▶ _Objectif_
D'après la présentation du livre Flora Banks, qu'est-ce que Flora se rappelle ou sait malgré son amnésie ? Dressez la liste complète.

▶ _Texte extrait_
↓↓↓

Emily Barr, Flora Banks

Publié le par calypso

 

Toutes les deux heures, Flora Banks oublie tout.

Elle ne sait même plus qui elle est.

Quelques post-it l’aident à se souvenir, ou des indices qu’elle écrit sur son bras. Elle se rappelle alors l’âge qu’elle avait lorsque son esprit s’est détraqué. Elle sait aussi qu’elle ne doit plus jamais contacter sa meilleure amie.

Il lui faut également trouver son passeport, aussi vite que possible. Elle veut à tout prix se rendre à Spitzberg en Arctique, là où se trouve Drake. Le baiser qu’elle a échangé avec lui est le seul souvenir qui ne s’efface pas.

Persuadée qu’il détient la clé de son amnésie, Flora s’embarque dans un incertain voyage pour être au rendez-vous avec cette mystérieuse personne qu’elle connait si mal : elle-même.

↑↑↑

▶ _Données fournies_

↓↓↓

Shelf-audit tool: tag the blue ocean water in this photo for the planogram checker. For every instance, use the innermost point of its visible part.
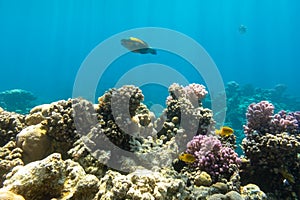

↑↑↑

▶ _Réponse rédigée_
- L'âge qu'elle avait lorsque son esprit s'est détraqué
- Qu'elle ne doit plus jamais contacter sa meilleure amie
- Le baiser qu'elle a échangé avec Drake, seul souvenir qui ne s'efface pas